------ DATA TO USE ------
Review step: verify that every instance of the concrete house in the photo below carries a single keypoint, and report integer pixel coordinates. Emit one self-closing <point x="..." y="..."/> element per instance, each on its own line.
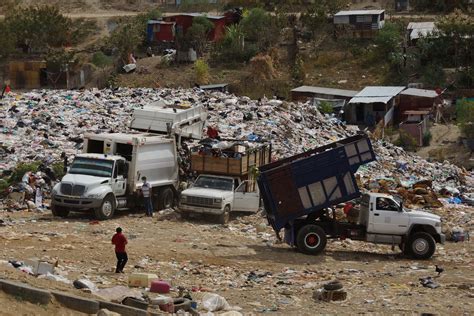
<point x="359" y="23"/>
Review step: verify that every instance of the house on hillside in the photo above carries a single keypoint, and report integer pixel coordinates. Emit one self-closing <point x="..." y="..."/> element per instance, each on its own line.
<point x="337" y="98"/>
<point x="416" y="100"/>
<point x="358" y="23"/>
<point x="160" y="31"/>
<point x="184" y="21"/>
<point x="402" y="5"/>
<point x="415" y="30"/>
<point x="373" y="104"/>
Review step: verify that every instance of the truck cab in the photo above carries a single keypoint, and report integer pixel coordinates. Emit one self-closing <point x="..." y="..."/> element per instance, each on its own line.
<point x="219" y="195"/>
<point x="93" y="181"/>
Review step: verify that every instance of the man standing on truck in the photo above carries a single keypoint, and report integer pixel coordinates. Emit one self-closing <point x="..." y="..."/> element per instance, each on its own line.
<point x="119" y="240"/>
<point x="146" y="192"/>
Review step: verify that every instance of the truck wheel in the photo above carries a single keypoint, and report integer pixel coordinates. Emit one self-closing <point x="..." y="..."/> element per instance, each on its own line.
<point x="59" y="211"/>
<point x="421" y="245"/>
<point x="107" y="209"/>
<point x="166" y="199"/>
<point x="224" y="217"/>
<point x="311" y="239"/>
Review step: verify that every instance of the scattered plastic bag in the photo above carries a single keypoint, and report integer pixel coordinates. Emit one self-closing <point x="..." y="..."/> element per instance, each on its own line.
<point x="214" y="302"/>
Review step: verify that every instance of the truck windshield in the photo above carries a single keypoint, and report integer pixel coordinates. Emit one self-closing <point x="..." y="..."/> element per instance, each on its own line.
<point x="92" y="167"/>
<point x="214" y="183"/>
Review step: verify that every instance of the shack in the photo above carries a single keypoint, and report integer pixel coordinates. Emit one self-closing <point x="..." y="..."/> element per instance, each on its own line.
<point x="358" y="23"/>
<point x="413" y="99"/>
<point x="160" y="31"/>
<point x="373" y="104"/>
<point x="184" y="21"/>
<point x="305" y="93"/>
<point x="416" y="30"/>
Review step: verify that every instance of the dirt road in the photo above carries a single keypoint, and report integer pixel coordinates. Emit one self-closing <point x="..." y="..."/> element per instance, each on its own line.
<point x="248" y="268"/>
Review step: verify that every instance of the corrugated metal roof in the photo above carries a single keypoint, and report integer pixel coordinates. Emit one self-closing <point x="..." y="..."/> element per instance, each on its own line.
<point x="323" y="90"/>
<point x="359" y="12"/>
<point x="376" y="94"/>
<point x="420" y="93"/>
<point x="420" y="29"/>
<point x="214" y="86"/>
<point x="213" y="17"/>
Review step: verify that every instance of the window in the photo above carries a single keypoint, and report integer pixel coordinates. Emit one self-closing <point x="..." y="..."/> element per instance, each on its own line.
------
- [TASK TO CARRY OUT]
Set out the part of the rows above that opens with the line containing "Review step: verify that every instance of the shack" and continues through the last line as a numbered list, leaving out any blank lines.

- [FINAL RESULT]
1. Review step: verify that every instance of the shack in the photo above carries a single keypoint, and report integer pixel coordinates. Emit one self-closing <point x="..." y="..."/> element per instance, each on its own line.
2. <point x="358" y="23"/>
3. <point x="413" y="99"/>
4. <point x="160" y="31"/>
5. <point x="373" y="104"/>
6. <point x="184" y="21"/>
7. <point x="305" y="93"/>
8. <point x="416" y="30"/>
9. Review step: verify that every instance of the dirt road in the photo above carries a single keypoint, and report integer pixel coordinates. Emit one self-closing <point x="..." y="..."/> element per instance, each on its own line.
10. <point x="248" y="268"/>
11. Review step: verify that every instance of the corrugated metal roof in the photo above carries a single keypoint, and report integer pixel coordinates. Emit one self-closing <point x="..." y="..."/> element per instance, each on its own line.
12. <point x="323" y="90"/>
13. <point x="359" y="12"/>
14. <point x="376" y="94"/>
15. <point x="420" y="93"/>
16. <point x="420" y="29"/>
17. <point x="214" y="86"/>
18. <point x="213" y="17"/>
19. Review step: verify that every instance of the window in the photo above carries a single keypoint, and report integer pixel coordinates. Emit one self-closing <point x="..." y="..."/> element per instance, each on its own line.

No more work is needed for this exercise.